* EXERCISE DIRECTIONS:
According to the post on the Ted Stevens case, what are 302s?

* SUPPLIED TEXT:
· · · · ·
Sunday, April 5, 2009

More on Stevens - Two Court Orders

The government filed a motion to dismiss the case against Ted Stevens, former senator from Alaska.(see here and here). And I immediately congratulated our new Attorney General on being a true "minister of justice" in a matter that appeared to warrant correction. As noted by Solomon Wisenberg over at Letter of Apology here, there are many lessons to be learned by prosecutors - most of all regarding the 302s, statements produced by the FBI when they interview witnesses.  Wisenberg notes that when exculpatory information is obtained from a witness, in whatever form, that information is required to be turned over to the defense.
· · · · ·
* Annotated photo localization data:
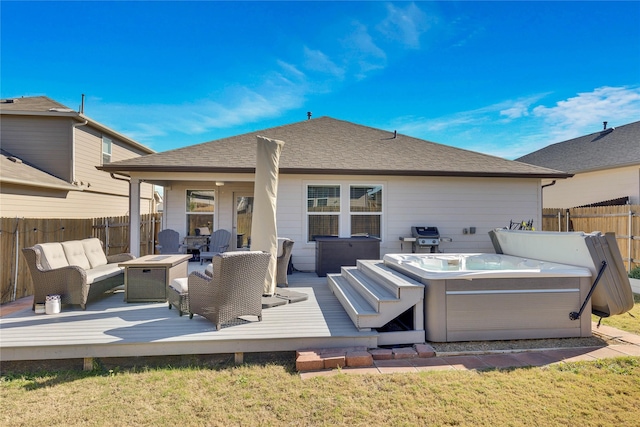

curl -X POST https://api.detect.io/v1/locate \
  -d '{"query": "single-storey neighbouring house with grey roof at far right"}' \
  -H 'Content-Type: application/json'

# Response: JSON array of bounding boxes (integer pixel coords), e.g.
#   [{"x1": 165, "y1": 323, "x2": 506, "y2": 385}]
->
[{"x1": 516, "y1": 122, "x2": 640, "y2": 208}]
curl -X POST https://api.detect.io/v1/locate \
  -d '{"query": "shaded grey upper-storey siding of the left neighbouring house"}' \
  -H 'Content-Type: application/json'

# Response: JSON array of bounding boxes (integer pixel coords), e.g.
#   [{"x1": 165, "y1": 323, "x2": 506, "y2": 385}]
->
[{"x1": 0, "y1": 115, "x2": 74, "y2": 182}]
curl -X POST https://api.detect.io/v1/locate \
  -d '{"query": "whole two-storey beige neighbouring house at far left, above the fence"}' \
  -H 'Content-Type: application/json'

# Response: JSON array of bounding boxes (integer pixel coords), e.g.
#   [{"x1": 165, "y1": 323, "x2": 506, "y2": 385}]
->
[{"x1": 0, "y1": 96, "x2": 157, "y2": 218}]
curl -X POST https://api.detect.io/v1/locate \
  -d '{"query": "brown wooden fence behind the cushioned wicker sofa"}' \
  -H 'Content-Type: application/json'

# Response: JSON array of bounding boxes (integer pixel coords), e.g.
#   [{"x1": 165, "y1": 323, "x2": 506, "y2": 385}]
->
[{"x1": 0, "y1": 214, "x2": 162, "y2": 303}]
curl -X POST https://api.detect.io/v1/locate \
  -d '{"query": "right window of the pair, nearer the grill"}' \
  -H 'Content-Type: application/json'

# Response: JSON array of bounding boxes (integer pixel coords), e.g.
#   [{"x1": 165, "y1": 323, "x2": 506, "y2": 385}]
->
[{"x1": 349, "y1": 185, "x2": 382, "y2": 238}]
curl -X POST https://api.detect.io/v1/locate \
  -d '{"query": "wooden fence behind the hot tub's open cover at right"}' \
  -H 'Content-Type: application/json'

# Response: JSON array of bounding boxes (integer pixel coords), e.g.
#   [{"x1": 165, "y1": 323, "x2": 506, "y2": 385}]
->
[{"x1": 542, "y1": 205, "x2": 640, "y2": 271}]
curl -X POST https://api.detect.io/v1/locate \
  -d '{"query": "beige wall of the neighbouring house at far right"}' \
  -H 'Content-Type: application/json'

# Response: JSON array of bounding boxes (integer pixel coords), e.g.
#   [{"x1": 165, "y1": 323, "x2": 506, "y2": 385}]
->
[{"x1": 542, "y1": 165, "x2": 640, "y2": 208}]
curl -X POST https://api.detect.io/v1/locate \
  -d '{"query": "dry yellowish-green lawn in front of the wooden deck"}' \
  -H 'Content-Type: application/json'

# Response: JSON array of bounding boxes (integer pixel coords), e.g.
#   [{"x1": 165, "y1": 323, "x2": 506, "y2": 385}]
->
[{"x1": 0, "y1": 357, "x2": 640, "y2": 427}]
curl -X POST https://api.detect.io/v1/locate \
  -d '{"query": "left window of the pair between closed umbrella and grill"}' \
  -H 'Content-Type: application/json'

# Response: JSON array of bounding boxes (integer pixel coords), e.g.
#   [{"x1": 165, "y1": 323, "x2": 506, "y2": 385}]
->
[{"x1": 307, "y1": 185, "x2": 340, "y2": 242}]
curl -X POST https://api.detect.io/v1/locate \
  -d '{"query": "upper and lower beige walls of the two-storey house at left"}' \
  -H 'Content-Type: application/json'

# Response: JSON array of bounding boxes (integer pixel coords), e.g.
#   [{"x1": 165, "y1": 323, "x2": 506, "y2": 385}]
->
[{"x1": 0, "y1": 115, "x2": 155, "y2": 218}]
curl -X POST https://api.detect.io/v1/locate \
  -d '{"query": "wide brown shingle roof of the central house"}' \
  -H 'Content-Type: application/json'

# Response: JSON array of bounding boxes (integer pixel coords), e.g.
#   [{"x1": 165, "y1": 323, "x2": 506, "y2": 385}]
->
[{"x1": 101, "y1": 117, "x2": 570, "y2": 178}]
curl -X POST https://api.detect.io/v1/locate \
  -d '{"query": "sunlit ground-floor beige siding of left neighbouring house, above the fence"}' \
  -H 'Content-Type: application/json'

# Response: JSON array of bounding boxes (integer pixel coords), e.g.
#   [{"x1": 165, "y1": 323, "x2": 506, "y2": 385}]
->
[{"x1": 0, "y1": 184, "x2": 152, "y2": 218}]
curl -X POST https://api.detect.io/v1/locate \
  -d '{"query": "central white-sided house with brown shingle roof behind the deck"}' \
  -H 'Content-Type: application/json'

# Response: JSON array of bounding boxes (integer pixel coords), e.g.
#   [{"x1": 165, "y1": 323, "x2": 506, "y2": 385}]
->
[{"x1": 100, "y1": 117, "x2": 571, "y2": 271}]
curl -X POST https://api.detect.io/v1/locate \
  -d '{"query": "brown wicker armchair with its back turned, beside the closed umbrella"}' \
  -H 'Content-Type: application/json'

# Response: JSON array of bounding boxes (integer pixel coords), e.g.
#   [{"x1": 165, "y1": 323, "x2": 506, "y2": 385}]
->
[{"x1": 188, "y1": 251, "x2": 271, "y2": 330}]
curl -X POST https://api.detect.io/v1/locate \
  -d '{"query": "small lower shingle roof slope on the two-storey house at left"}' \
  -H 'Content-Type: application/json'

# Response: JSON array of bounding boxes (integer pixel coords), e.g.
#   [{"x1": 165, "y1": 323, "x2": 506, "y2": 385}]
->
[{"x1": 0, "y1": 149, "x2": 81, "y2": 191}]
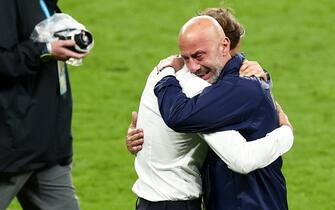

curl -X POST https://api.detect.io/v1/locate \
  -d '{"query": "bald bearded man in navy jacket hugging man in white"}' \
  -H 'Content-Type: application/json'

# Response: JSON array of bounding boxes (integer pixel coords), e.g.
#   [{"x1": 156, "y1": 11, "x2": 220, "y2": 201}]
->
[{"x1": 154, "y1": 16, "x2": 288, "y2": 210}]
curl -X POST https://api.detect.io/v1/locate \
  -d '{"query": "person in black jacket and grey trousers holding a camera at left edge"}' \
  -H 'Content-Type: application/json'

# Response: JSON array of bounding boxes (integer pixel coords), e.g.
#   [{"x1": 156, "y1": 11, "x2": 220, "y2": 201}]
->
[{"x1": 0, "y1": 0, "x2": 87, "y2": 210}]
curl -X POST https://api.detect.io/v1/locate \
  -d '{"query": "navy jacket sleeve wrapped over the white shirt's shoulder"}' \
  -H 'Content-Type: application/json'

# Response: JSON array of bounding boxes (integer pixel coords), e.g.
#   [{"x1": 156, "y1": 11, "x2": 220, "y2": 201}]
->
[{"x1": 154, "y1": 76, "x2": 261, "y2": 133}]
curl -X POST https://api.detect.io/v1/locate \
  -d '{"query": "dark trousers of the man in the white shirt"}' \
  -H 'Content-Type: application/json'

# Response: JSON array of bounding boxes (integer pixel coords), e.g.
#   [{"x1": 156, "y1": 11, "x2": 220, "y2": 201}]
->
[{"x1": 136, "y1": 198, "x2": 201, "y2": 210}]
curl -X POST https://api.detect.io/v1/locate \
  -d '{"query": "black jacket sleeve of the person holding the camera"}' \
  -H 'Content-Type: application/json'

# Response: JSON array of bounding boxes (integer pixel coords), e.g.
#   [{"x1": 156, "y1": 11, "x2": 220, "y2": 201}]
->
[{"x1": 0, "y1": 1, "x2": 46, "y2": 79}]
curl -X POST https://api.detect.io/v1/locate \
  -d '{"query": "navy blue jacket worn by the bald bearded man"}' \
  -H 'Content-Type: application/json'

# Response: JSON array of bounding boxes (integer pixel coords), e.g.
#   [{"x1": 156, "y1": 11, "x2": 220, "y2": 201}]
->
[{"x1": 154, "y1": 55, "x2": 288, "y2": 210}]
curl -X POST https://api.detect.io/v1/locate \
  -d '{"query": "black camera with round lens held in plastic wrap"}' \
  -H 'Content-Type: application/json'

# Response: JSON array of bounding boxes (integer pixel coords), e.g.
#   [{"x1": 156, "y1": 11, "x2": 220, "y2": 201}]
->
[{"x1": 54, "y1": 28, "x2": 94, "y2": 53}]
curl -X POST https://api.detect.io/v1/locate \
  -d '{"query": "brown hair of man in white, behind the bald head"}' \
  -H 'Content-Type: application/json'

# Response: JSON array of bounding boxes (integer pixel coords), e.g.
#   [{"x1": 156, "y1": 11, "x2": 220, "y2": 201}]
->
[{"x1": 198, "y1": 8, "x2": 245, "y2": 49}]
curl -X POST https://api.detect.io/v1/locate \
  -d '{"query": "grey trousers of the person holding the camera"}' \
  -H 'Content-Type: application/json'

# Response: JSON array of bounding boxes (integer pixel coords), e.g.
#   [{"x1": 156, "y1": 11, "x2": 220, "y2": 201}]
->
[{"x1": 0, "y1": 165, "x2": 79, "y2": 210}]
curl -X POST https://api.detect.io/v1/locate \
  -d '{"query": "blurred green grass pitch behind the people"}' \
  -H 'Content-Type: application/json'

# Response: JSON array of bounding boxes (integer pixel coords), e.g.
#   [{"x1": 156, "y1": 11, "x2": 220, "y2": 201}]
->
[{"x1": 9, "y1": 0, "x2": 335, "y2": 210}]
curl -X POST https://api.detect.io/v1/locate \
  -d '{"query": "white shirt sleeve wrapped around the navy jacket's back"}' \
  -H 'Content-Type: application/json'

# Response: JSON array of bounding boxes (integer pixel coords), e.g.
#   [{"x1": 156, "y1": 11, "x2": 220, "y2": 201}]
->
[{"x1": 201, "y1": 126, "x2": 294, "y2": 174}]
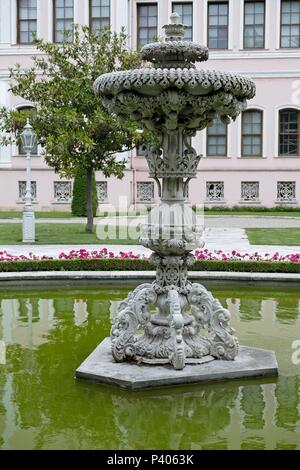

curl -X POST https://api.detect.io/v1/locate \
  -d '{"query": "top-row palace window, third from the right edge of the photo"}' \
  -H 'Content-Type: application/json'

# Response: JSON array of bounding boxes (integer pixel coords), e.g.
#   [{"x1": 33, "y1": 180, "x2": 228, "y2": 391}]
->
[{"x1": 207, "y1": 2, "x2": 229, "y2": 49}]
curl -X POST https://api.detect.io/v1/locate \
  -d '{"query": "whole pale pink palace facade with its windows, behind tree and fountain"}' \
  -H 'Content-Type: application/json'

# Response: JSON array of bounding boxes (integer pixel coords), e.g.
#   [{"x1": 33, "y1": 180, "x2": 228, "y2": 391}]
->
[{"x1": 0, "y1": 0, "x2": 300, "y2": 211}]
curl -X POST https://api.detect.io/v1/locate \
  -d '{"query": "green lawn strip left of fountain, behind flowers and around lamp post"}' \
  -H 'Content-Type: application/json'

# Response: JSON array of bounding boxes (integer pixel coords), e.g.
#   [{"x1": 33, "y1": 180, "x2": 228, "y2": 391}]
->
[{"x1": 0, "y1": 223, "x2": 138, "y2": 246}]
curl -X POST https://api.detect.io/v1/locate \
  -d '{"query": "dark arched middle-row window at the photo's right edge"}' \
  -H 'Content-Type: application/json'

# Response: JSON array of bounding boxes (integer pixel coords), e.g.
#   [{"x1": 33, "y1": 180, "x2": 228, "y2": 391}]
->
[{"x1": 279, "y1": 109, "x2": 299, "y2": 156}]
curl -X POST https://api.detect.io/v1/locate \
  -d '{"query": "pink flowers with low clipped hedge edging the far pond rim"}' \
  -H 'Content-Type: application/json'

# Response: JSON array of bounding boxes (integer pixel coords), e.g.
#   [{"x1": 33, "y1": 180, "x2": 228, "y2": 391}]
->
[{"x1": 0, "y1": 248, "x2": 300, "y2": 274}]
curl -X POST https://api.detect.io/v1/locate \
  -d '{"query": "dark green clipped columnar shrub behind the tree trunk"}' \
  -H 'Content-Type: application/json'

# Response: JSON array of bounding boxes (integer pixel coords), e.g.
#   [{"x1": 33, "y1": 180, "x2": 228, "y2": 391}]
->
[{"x1": 72, "y1": 168, "x2": 98, "y2": 217}]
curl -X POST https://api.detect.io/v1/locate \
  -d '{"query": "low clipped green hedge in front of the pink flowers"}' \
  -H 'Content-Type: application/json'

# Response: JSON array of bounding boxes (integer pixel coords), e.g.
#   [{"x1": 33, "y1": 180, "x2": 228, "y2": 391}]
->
[{"x1": 0, "y1": 258, "x2": 300, "y2": 274}]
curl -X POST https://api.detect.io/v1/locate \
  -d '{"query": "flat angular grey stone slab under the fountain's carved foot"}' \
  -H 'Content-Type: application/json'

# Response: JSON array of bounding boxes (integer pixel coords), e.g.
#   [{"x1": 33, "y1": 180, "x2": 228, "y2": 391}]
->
[{"x1": 76, "y1": 338, "x2": 278, "y2": 390}]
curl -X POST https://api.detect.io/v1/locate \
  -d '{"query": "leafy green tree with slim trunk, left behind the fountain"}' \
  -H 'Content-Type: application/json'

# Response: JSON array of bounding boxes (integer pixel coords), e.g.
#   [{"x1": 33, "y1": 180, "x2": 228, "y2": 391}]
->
[{"x1": 0, "y1": 25, "x2": 140, "y2": 232}]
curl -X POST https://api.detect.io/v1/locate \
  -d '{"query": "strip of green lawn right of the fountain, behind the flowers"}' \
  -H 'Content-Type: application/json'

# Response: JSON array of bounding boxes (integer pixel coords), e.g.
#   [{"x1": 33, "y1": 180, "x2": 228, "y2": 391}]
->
[{"x1": 246, "y1": 228, "x2": 300, "y2": 246}]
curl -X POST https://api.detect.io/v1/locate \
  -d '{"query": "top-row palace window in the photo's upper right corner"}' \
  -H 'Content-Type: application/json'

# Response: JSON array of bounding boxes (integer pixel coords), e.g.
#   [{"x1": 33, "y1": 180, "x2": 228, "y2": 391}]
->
[{"x1": 280, "y1": 0, "x2": 300, "y2": 47}]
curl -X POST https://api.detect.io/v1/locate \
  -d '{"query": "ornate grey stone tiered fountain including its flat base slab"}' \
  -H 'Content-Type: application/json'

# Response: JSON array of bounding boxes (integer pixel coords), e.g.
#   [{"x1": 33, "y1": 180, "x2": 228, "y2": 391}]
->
[{"x1": 76, "y1": 13, "x2": 277, "y2": 388}]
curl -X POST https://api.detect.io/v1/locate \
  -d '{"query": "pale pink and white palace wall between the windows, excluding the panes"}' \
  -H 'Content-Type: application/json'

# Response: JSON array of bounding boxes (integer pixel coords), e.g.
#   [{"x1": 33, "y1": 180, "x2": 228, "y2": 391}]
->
[{"x1": 0, "y1": 0, "x2": 300, "y2": 210}]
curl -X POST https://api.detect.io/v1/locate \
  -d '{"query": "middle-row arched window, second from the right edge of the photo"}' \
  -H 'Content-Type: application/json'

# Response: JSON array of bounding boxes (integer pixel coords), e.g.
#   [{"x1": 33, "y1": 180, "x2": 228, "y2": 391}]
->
[{"x1": 242, "y1": 110, "x2": 263, "y2": 157}]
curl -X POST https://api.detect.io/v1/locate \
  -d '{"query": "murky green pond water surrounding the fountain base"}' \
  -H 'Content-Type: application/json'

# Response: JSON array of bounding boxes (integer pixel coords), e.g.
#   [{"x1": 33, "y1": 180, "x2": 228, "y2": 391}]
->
[{"x1": 0, "y1": 285, "x2": 300, "y2": 450}]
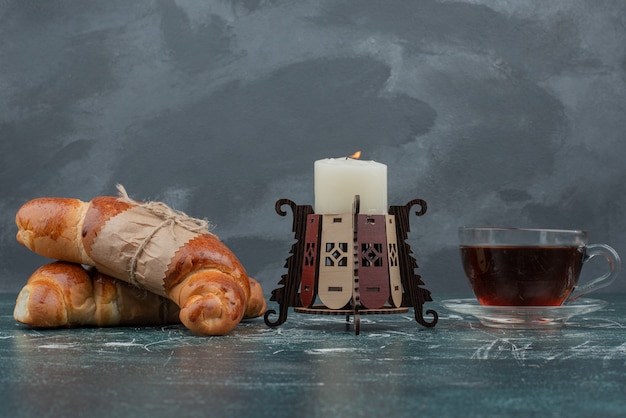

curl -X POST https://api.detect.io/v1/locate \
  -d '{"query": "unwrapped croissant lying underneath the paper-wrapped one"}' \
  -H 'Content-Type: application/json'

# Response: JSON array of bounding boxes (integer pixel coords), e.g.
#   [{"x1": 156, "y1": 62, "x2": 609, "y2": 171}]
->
[{"x1": 13, "y1": 261, "x2": 180, "y2": 328}]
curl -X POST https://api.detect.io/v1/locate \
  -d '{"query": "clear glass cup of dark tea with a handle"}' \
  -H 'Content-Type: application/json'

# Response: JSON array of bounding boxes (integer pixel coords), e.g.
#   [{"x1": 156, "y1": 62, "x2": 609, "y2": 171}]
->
[{"x1": 459, "y1": 227, "x2": 621, "y2": 306}]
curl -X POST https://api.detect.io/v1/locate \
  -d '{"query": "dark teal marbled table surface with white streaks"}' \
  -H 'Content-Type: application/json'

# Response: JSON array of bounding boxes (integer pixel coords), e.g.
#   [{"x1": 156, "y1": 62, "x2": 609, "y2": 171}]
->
[{"x1": 0, "y1": 294, "x2": 626, "y2": 418}]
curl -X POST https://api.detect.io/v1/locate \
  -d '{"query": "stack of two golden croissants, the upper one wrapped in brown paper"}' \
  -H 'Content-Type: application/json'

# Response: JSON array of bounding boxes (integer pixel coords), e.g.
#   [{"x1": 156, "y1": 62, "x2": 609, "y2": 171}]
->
[{"x1": 14, "y1": 185, "x2": 266, "y2": 335}]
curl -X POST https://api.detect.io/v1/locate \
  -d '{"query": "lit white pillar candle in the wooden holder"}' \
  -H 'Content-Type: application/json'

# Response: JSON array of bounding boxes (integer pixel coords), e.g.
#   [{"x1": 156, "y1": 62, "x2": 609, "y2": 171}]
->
[{"x1": 314, "y1": 157, "x2": 387, "y2": 215}]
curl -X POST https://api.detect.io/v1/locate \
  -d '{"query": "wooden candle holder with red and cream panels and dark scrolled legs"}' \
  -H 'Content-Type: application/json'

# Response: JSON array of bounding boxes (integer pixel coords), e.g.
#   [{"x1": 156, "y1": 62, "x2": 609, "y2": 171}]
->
[{"x1": 264, "y1": 195, "x2": 438, "y2": 335}]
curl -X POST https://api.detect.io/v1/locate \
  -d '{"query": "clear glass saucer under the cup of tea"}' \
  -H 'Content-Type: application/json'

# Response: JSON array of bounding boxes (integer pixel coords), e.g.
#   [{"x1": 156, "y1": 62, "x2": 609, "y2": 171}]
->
[{"x1": 441, "y1": 299, "x2": 608, "y2": 329}]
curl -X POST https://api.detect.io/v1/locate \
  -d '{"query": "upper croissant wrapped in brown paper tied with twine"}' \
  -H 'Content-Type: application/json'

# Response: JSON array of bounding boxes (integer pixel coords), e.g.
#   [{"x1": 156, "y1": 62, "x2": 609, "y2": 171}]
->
[{"x1": 15, "y1": 186, "x2": 265, "y2": 335}]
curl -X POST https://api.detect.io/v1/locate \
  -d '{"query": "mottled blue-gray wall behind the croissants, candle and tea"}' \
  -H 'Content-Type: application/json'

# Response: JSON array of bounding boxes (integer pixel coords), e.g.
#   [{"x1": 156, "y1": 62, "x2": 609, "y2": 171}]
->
[{"x1": 0, "y1": 0, "x2": 626, "y2": 298}]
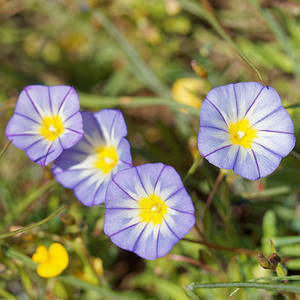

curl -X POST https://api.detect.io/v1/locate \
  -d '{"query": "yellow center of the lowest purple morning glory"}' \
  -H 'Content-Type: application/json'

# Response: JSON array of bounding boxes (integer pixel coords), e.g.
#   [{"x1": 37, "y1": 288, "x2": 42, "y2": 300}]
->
[{"x1": 139, "y1": 194, "x2": 168, "y2": 225}]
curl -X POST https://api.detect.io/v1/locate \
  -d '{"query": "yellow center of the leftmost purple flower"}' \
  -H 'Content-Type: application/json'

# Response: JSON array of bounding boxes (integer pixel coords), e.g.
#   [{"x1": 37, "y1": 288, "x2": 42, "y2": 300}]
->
[{"x1": 40, "y1": 116, "x2": 65, "y2": 141}]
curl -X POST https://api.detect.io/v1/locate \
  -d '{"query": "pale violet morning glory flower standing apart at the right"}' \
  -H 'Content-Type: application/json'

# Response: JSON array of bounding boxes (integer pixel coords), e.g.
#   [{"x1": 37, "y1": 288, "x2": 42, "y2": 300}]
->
[{"x1": 198, "y1": 82, "x2": 295, "y2": 180}]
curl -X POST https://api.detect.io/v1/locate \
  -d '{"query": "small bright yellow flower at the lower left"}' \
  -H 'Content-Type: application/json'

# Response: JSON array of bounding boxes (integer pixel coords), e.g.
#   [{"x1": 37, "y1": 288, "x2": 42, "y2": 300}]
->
[{"x1": 32, "y1": 243, "x2": 69, "y2": 278}]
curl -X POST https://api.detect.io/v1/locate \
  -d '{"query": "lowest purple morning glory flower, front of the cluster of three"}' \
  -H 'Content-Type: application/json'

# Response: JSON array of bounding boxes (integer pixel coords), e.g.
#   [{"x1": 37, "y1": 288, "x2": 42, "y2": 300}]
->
[{"x1": 104, "y1": 163, "x2": 195, "y2": 260}]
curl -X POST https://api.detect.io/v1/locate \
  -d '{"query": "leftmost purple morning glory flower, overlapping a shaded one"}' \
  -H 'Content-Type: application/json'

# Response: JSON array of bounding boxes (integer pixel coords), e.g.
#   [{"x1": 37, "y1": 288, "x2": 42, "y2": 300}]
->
[{"x1": 6, "y1": 85, "x2": 83, "y2": 167}]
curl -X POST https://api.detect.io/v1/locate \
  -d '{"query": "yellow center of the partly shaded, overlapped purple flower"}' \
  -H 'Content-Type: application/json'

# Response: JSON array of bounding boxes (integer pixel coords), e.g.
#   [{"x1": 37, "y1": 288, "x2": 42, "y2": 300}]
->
[{"x1": 94, "y1": 146, "x2": 119, "y2": 174}]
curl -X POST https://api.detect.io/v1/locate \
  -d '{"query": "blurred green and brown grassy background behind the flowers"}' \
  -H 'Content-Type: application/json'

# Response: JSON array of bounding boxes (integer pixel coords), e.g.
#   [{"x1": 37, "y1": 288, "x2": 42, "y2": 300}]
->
[{"x1": 0, "y1": 0, "x2": 300, "y2": 300}]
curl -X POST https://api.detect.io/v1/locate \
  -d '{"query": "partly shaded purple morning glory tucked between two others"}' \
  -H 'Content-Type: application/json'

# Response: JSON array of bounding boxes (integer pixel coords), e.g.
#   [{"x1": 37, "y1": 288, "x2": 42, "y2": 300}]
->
[{"x1": 53, "y1": 109, "x2": 132, "y2": 206}]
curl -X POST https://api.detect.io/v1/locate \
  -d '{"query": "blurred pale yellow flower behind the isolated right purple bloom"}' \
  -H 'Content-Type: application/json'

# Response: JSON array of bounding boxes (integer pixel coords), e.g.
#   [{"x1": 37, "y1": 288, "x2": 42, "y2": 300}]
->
[{"x1": 172, "y1": 78, "x2": 209, "y2": 108}]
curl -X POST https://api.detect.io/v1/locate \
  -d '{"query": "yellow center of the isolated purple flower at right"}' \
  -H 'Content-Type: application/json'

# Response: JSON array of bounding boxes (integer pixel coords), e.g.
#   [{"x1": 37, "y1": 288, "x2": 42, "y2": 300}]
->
[{"x1": 228, "y1": 118, "x2": 257, "y2": 148}]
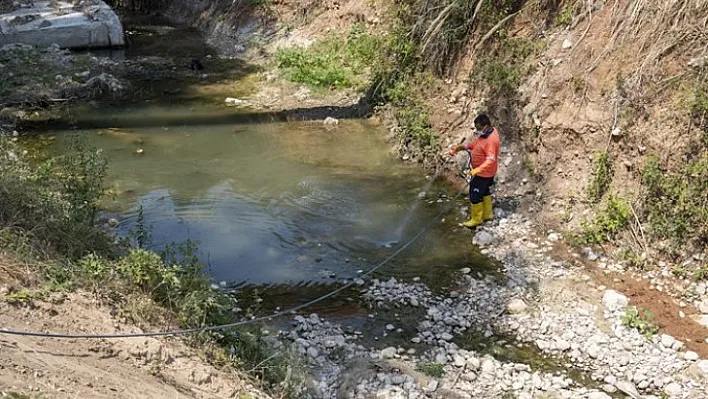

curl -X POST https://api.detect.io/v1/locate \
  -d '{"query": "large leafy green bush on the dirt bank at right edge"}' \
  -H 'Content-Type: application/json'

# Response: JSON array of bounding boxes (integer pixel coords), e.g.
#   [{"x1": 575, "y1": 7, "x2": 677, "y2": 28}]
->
[{"x1": 642, "y1": 155, "x2": 708, "y2": 252}]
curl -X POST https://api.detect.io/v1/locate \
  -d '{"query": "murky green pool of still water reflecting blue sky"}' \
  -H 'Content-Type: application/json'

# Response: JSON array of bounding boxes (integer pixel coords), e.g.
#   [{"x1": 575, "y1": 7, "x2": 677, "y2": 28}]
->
· · · · ·
* SOLUTION BELOW:
Statements produced by the FBI when they interview witnesses.